[Items listed in a dataset]

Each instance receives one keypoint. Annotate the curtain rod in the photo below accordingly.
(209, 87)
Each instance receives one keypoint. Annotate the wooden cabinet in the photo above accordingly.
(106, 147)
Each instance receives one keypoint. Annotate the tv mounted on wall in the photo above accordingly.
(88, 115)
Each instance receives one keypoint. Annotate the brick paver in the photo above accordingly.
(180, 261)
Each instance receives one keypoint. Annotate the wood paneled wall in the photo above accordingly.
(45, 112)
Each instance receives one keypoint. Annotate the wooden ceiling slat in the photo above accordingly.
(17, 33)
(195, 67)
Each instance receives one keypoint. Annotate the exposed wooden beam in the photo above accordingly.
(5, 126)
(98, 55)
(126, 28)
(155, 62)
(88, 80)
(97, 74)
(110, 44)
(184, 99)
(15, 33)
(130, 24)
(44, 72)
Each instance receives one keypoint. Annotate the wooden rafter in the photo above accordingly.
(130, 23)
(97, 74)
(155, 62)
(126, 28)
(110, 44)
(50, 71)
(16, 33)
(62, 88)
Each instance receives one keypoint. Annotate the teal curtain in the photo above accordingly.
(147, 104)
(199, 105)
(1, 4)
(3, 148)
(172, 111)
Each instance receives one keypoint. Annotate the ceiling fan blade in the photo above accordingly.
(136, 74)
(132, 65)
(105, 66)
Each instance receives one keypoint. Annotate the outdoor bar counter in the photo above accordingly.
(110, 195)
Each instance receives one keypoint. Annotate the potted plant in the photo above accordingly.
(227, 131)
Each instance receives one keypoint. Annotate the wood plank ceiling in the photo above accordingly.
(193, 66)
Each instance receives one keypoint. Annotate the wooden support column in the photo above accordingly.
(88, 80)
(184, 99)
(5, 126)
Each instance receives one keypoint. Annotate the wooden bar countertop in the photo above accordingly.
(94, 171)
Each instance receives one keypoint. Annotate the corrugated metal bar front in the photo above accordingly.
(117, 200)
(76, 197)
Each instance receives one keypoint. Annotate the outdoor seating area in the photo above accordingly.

*GIVEN EXERCISE:*
Quote, word for word, the lines above that start at the one containing "Each instance receives one keypoint. Annotate the wood plank" and continue through the final line.

*WRITTEN RESPONSE:*
Each instance receives one keypoint. Annotate the wood plank ceiling in the photo above accordingly.
(193, 66)
Each instance receives one keypoint. Annotate the wooden support column in the photo above accordingly.
(88, 80)
(184, 99)
(5, 126)
Each instance receives one keypoint. Annotate the wooden bar countertop in the photo above accordingly.
(94, 171)
Each instance receives one keypoint. Annotate the corrugated metal bar front in the photo above accordingly.
(117, 200)
(76, 197)
Each instance receives one keypoint. Annotate the outdoor seating area in the photo above accordingly.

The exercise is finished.